→ Problem details
Express the data from its start through the line containing "65L102 65L102 66L107", both ends included, as a JSON list of strings with one string per line. Skip blank lines and omit the pictures.

Outline entries for images
====
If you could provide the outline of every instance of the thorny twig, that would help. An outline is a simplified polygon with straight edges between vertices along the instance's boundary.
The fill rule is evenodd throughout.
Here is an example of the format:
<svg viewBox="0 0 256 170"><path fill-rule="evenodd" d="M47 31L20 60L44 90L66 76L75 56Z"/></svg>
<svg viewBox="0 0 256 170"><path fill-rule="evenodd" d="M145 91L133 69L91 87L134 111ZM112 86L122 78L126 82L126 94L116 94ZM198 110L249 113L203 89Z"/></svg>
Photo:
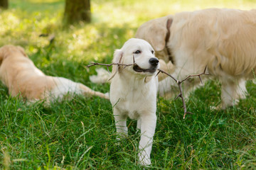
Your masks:
<svg viewBox="0 0 256 170"><path fill-rule="evenodd" d="M95 65L102 65L102 66L107 66L107 70L109 71L109 67L111 67L112 65L122 65L122 66L124 66L124 69L125 69L128 66L133 66L133 65L135 65L136 63L135 63L135 61L134 61L134 57L133 57L133 62L134 63L133 64L120 64L120 63L111 63L111 64L101 64L101 63L98 63L98 62L92 62L91 64L90 65L87 65L86 66L87 67L90 67L92 66L95 66ZM208 73L206 73L206 68L207 67L206 67L203 73L201 73L201 74L192 74L192 75L189 75L187 77L186 77L184 79L181 80L181 81L179 81L178 79L176 79L175 77L174 77L173 76L171 76L170 74L166 72L165 71L162 70L162 69L158 69L158 73L156 74L156 76L157 76L160 72L163 73L163 74L166 74L167 76L170 76L171 79L173 79L178 84L178 89L179 89L179 94L174 98L174 100L176 100L178 97L180 97L181 98L181 101L182 101L182 103L183 103L183 108L184 109L184 115L183 115L183 119L185 119L185 117L186 117L186 115L187 113L191 113L191 114L193 114L191 112L188 112L187 111L187 108L186 108L186 103L185 103L185 100L184 100L184 97L183 96L183 91L182 91L182 87L181 87L181 84L185 81L186 80L187 80L188 78L190 77L193 77L193 76L198 76L199 77L199 79L200 79L200 81L203 84L203 81L202 81L202 79L201 78L201 75L209 75L209 74Z"/></svg>
<svg viewBox="0 0 256 170"><path fill-rule="evenodd" d="M200 81L203 84L202 79L201 79L201 75L209 75L209 74L206 73L206 68L207 68L207 67L206 67L206 68L205 68L205 69L204 69L204 71L203 71L203 73L198 74L189 75L189 76L188 76L187 77L186 77L184 79L181 80L181 81L179 81L179 80L175 79L175 78L174 78L173 76L171 76L170 74L164 72L164 71L162 70L162 69L158 69L158 70L159 70L159 72L156 74L156 75L159 74L160 72L164 73L164 74L166 74L167 76L170 76L171 79L173 79L177 83L177 84L178 84L178 89L179 89L179 91L180 91L180 93L179 93L179 94L175 98L174 100L176 100L178 97L180 97L180 98L181 98L181 101L182 101L182 103L183 103L183 109L184 109L183 119L185 119L186 115L187 113L190 113L190 114L193 114L193 113L191 113L191 112L188 112L188 111L187 111L187 108L186 108L186 103L185 103L184 97L183 97L183 93L182 93L181 84L182 84L183 81L185 81L186 80L187 80L188 78L192 77L192 76L198 76L199 79L200 79Z"/></svg>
====
→ Result
[
  "If you could provide the outline of every instance of the thorny twig, that would help. An outline is a simplified polygon with straight edges between vertices along the instance's boundary.",
  "The fill rule is evenodd throughout.",
  "Here is an example of the format:",
  "<svg viewBox=\"0 0 256 170\"><path fill-rule=\"evenodd\" d=\"M47 31L20 60L44 90L66 76L75 56Z\"/></svg>",
  "<svg viewBox=\"0 0 256 170\"><path fill-rule=\"evenodd\" d=\"M145 91L133 69L91 87L134 111ZM112 86L122 78L126 82L126 94L116 94ZM198 110L249 113L203 89Z\"/></svg>",
  "Photo:",
  "Your masks:",
  "<svg viewBox=\"0 0 256 170\"><path fill-rule=\"evenodd\" d=\"M95 65L102 65L102 66L107 66L107 70L109 71L109 67L111 67L112 65L122 65L122 66L124 66L124 69L125 69L128 66L133 66L133 65L135 65L136 63L135 63L135 61L134 61L134 57L133 57L133 62L134 63L133 64L120 64L120 63L111 63L111 64L101 64L101 63L98 63L98 62L92 62L91 64L90 65L87 65L86 66L87 67L90 67L92 66L95 66ZM208 73L206 73L206 68L207 67L206 67L203 73L201 73L201 74L192 74L192 75L189 75L187 77L186 77L184 79L181 80L181 81L179 81L178 79L176 79L175 77L174 77L173 76L171 76L170 74L166 72L165 71L162 70L162 69L158 69L158 73L156 74L156 76L157 76L160 72L163 73L163 74L166 74L167 76L170 76L171 79L173 79L178 84L178 89L179 89L179 94L174 98L174 100L176 100L178 97L180 97L181 98L181 101L182 101L182 103L183 103L183 108L184 109L184 115L183 115L183 119L185 119L185 117L186 117L186 115L187 113L191 113L191 114L193 114L191 112L188 112L187 111L187 108L186 108L186 103L185 103L185 100L184 100L184 97L183 96L183 91L182 91L182 87L181 87L181 84L185 81L186 80L187 80L188 78L190 77L193 77L193 76L198 76L199 77L199 79L200 79L200 81L203 84L203 81L202 81L202 79L201 78L201 75L209 75L209 74Z\"/></svg>"
]